▶ **Brief**: Copy out the data below verbatim.

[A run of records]

— begin —

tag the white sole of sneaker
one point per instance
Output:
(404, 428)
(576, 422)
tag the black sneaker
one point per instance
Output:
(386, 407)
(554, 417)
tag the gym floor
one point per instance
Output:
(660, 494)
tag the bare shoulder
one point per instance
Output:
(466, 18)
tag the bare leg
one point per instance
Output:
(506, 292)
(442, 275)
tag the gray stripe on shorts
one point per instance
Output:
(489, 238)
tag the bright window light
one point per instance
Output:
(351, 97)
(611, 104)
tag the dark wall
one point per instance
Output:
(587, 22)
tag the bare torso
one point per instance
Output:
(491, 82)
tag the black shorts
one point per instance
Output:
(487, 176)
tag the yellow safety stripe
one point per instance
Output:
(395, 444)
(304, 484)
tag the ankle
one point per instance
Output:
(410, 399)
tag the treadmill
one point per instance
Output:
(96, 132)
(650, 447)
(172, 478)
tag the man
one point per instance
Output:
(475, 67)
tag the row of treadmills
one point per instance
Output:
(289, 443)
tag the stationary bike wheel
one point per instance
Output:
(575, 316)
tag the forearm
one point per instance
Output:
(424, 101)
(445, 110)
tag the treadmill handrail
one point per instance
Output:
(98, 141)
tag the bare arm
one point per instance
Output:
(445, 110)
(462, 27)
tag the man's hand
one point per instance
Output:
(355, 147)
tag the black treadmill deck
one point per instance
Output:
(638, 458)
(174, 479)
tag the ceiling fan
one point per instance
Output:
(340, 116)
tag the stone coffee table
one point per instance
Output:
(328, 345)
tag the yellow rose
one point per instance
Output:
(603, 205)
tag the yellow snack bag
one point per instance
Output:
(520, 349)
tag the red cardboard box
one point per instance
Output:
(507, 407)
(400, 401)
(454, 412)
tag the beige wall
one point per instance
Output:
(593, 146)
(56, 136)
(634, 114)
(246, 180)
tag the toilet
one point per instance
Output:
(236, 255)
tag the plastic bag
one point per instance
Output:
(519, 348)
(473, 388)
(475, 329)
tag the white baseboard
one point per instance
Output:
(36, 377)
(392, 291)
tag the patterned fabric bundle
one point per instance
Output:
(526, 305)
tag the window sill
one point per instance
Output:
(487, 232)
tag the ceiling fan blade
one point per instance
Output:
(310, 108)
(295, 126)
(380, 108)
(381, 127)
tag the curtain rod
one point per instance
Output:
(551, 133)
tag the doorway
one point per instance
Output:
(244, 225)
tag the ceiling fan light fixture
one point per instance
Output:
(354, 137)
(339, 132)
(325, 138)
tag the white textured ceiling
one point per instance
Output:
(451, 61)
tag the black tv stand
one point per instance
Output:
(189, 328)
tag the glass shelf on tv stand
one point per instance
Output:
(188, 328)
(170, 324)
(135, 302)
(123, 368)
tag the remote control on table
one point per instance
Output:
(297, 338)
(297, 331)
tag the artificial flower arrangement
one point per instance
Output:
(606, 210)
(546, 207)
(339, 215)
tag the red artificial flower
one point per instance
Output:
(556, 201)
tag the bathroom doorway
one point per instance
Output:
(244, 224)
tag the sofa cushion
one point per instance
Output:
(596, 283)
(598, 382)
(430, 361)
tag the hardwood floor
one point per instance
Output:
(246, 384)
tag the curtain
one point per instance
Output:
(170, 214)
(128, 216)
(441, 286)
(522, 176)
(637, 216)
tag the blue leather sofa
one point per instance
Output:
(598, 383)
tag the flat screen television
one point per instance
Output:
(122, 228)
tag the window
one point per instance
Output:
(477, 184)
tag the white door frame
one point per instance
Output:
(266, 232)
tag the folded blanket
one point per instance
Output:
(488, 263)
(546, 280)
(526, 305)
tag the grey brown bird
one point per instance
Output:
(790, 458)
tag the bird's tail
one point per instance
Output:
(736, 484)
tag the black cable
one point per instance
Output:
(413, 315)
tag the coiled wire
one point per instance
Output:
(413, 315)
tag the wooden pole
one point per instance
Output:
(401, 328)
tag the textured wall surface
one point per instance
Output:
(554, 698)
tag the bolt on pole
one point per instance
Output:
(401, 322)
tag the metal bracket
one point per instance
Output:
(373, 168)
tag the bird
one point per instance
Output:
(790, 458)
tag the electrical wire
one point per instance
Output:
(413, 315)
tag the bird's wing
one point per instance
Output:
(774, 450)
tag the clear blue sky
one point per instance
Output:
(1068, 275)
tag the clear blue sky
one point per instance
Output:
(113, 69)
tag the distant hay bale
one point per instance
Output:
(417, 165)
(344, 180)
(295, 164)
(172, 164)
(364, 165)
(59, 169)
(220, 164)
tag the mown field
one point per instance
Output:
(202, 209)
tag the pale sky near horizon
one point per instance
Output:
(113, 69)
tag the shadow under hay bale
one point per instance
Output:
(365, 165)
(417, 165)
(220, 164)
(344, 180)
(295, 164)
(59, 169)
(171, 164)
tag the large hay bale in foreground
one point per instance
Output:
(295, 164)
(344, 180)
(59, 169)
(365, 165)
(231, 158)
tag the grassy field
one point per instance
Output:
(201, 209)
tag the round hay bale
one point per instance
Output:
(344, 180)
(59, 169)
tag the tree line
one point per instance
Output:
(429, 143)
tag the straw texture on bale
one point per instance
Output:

— end —

▶ **Reply**:
tag the white sole of sneaker
one point per instance
Output:
(404, 428)
(576, 422)
tag the black sneaker
one point per instance
Output:
(386, 407)
(554, 417)
tag the gym floor
one point per instance
Output:
(660, 494)
tag the bare shoulder
one point per instance
Output:
(466, 18)
tag the bare leg
one point per instance
Output:
(506, 292)
(442, 275)
tag the gray stripe on shorts
one point per instance
Output:
(489, 238)
tag the bright window light
one point per instance
Output:
(351, 97)
(611, 104)
tag the dark wall
one point per instance
Output:
(587, 22)
tag the bare torso
one point per instance
Output:
(491, 82)
tag the black shorts
one point per instance
Output:
(487, 176)
tag the yellow safety stripe
one point per instance
Output:
(395, 444)
(304, 484)
tag the ankle
one point per instance
Output:
(410, 399)
tag the treadmill
one point per instance
Output:
(96, 132)
(650, 447)
(172, 478)
tag the man
one point per instance
Output:
(475, 67)
tag the row of treadmills
one point per instance
Output:
(289, 443)
tag the stationary bike wheel
one point per instance
Output:
(575, 316)
tag the forearm
one point per instance
Output:
(424, 101)
(445, 110)
tag the treadmill handrail
one point per instance
Output:
(98, 141)
tag the bare arm
one point per instance
Output:
(445, 110)
(462, 27)
tag the man's hand
one point per instance
Output:
(355, 147)
tag the black treadmill deck
one point per instance
Output:
(638, 458)
(174, 479)
tag the ceiling fan
one point per instance
Output:
(340, 116)
tag the stone coffee table
one point per instance
Output:
(328, 345)
tag the yellow rose
one point per instance
Output:
(603, 205)
tag the yellow snack bag
one point per instance
Output:
(520, 349)
tag the red cardboard box
one point per instance
Output:
(507, 407)
(400, 401)
(454, 412)
tag the beige wall
one point per instance
Output:
(593, 146)
(56, 136)
(634, 114)
(246, 180)
tag the toilet
one point per instance
Output:
(236, 255)
tag the plastic bag
one point per instance
Output:
(519, 348)
(473, 388)
(475, 329)
tag the white baseboard
one point per instance
Output:
(36, 377)
(392, 291)
tag the patterned fabric bundle
one point per instance
Output:
(526, 305)
tag the window sill
one point per instance
Output:
(487, 232)
tag the ceiling fan blade
one point per instance
Output:
(310, 108)
(295, 126)
(380, 108)
(381, 127)
tag the curtain rod
one point per instance
Output:
(551, 133)
tag the doorway
one point per instance
Output:
(244, 225)
tag the ceiling fan light fixture
one point per instance
Output:
(354, 137)
(339, 132)
(325, 138)
tag the white textured ceiling
one point per instance
Output:
(451, 61)
tag the black tv stand
one point per instance
Output:
(189, 328)
tag the glass shelf on tv stand
one point per instance
Output:
(188, 328)
(170, 324)
(135, 302)
(123, 368)
tag the remote control on table
one point per instance
Output:
(297, 338)
(297, 331)
tag the artificial flower arrangement
one point per instance
Output:
(606, 210)
(546, 207)
(339, 215)
tag the red artificial flower
one point per instance
Output:
(556, 201)
tag the bathroom doorway
one point per instance
Output:
(244, 224)
tag the sofa cushion
one point per instance
Output:
(596, 283)
(598, 382)
(430, 361)
tag the hardwood floor
one point per instance
Output:
(246, 384)
tag the curtain
one point per instance
Output:
(170, 214)
(128, 216)
(441, 286)
(522, 176)
(637, 216)
tag the blue leather sofa
one point per instance
Output:
(598, 383)
tag the flat screen television
one point per instance
Output:
(122, 228)
tag the window
one point per instance
Output:
(477, 184)
tag the white door frame
one point per instance
Output:
(266, 232)
tag the folded blanket
one point per instance
Output:
(488, 263)
(546, 280)
(526, 305)
tag the grey brown bird
one point per instance
Output:
(790, 458)
tag the bird's tail
one point per instance
Output:
(736, 484)
tag the black cable
one point per instance
Output:
(413, 315)
tag the coiled wire
one point per instance
Output:
(413, 315)
tag the wooden pole
one point per instance
Output:
(401, 328)
tag the textured wall surface
one point per instance
Output:
(554, 698)
tag the bolt on pole
one point per instance
Output:
(401, 322)
tag the metal bracket
one point per instance
Output:
(373, 168)
tag the bird
one point per instance
Output:
(790, 458)
tag the electrical wire
one point per instance
Output:
(413, 315)
tag the bird's wing
one point per instance
Output:
(774, 450)
tag the clear blue sky
one point per instance
Output:
(1068, 275)
tag the clear blue sky
one point per instance
Output:
(113, 69)
tag the distant hay bale
one point per instance
Output:
(417, 165)
(344, 180)
(295, 164)
(172, 164)
(364, 165)
(59, 169)
(220, 164)
tag the mown field
one point per instance
Output:
(202, 209)
tag the pale sky near horizon
one point per instance
Output:
(113, 69)
tag the shadow under hay bale
one point per instance
Output:
(365, 165)
(417, 165)
(220, 164)
(344, 180)
(295, 164)
(59, 169)
(171, 164)
tag the large hay bale in foreground
one point per instance
Output:
(295, 164)
(344, 180)
(59, 169)
(365, 165)
(231, 158)
tag the grassy field
one point per instance
Output:
(201, 209)
tag the round hay bale
one point per instance
Output:
(344, 180)
(59, 169)
tag the tree line
one point per instance
Output:
(429, 143)
tag the straw texture on bale
one point per instance
Output:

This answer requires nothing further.